TASK BRIEF — Render each line of the records below as one string in a JSON list, skipping blank lines.

##### TASK INPUTS #####

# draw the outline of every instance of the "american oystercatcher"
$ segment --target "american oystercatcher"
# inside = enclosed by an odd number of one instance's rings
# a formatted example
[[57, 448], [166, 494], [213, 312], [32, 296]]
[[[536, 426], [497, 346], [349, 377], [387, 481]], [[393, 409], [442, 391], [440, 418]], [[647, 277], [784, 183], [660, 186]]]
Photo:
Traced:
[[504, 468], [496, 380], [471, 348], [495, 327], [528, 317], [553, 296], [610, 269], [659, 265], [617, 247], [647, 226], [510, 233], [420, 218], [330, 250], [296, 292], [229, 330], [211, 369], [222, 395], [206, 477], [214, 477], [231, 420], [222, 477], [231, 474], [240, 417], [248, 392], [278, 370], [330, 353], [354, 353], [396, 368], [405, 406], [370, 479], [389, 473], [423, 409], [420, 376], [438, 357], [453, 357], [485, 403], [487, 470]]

#####

EXERCISE RESPONSE —
[
  "# draw the outline of every instance of the \"american oystercatcher\"",
  "$ segment --target \"american oystercatcher\"",
  "# inside = enclosed by an odd number of one instance's rings",
  "# a formatted example",
  "[[57, 448], [166, 494], [213, 312], [32, 296]]",
  "[[[536, 426], [497, 346], [349, 377], [387, 481]], [[393, 409], [442, 391], [440, 418]], [[647, 277], [784, 183], [660, 186]]]",
  "Photo:",
  "Traced:",
  "[[504, 468], [496, 380], [471, 348], [495, 327], [528, 317], [553, 296], [610, 269], [659, 265], [617, 247], [647, 226], [510, 233], [420, 218], [330, 250], [296, 292], [229, 330], [211, 369], [222, 395], [206, 477], [214, 477], [231, 420], [222, 477], [231, 474], [240, 417], [248, 392], [278, 370], [330, 353], [354, 353], [396, 368], [405, 406], [370, 479], [389, 473], [423, 409], [420, 376], [438, 357], [453, 357], [485, 403], [487, 470]]"
]